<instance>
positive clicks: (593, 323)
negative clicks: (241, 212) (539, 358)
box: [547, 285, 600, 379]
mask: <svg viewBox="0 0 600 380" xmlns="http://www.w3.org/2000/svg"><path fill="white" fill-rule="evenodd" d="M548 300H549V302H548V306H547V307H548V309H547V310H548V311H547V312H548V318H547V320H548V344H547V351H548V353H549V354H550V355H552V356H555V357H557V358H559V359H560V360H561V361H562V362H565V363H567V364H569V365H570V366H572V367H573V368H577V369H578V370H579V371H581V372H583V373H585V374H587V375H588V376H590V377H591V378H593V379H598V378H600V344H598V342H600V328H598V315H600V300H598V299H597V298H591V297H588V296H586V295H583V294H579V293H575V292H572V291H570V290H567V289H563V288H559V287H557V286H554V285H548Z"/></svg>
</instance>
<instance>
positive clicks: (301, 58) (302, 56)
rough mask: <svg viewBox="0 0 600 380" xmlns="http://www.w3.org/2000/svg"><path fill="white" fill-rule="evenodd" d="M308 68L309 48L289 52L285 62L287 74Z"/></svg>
*****
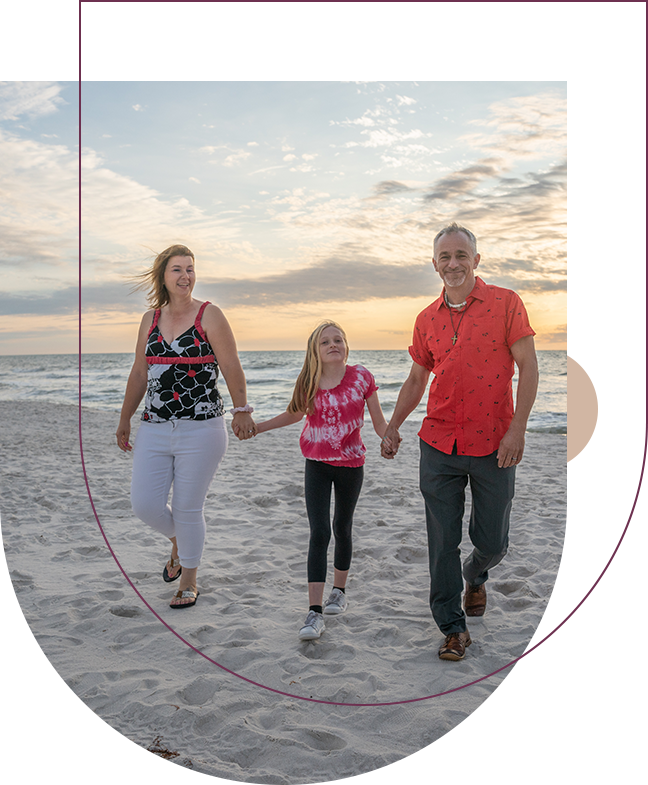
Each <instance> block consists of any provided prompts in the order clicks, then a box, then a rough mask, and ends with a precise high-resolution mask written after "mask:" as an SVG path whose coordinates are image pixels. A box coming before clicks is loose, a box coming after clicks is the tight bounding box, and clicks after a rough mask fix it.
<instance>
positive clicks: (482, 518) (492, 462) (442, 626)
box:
*****
Express the lines starting at the one containing "</instance>" and ending at the one containing "rough mask: <svg" as a Markdown table with the columns Row and Line, numbering each row and leaving out blank lines.

**Result of this exercise**
| Row | Line |
|---|---|
| 1 | </instance> |
| 2 | <instance> |
| 3 | positive clicks: (301, 58) (302, 56) |
| 4 | rough mask: <svg viewBox="0 0 600 380" xmlns="http://www.w3.org/2000/svg"><path fill="white" fill-rule="evenodd" d="M308 68L309 48L289 52L285 62L287 74Z"/></svg> |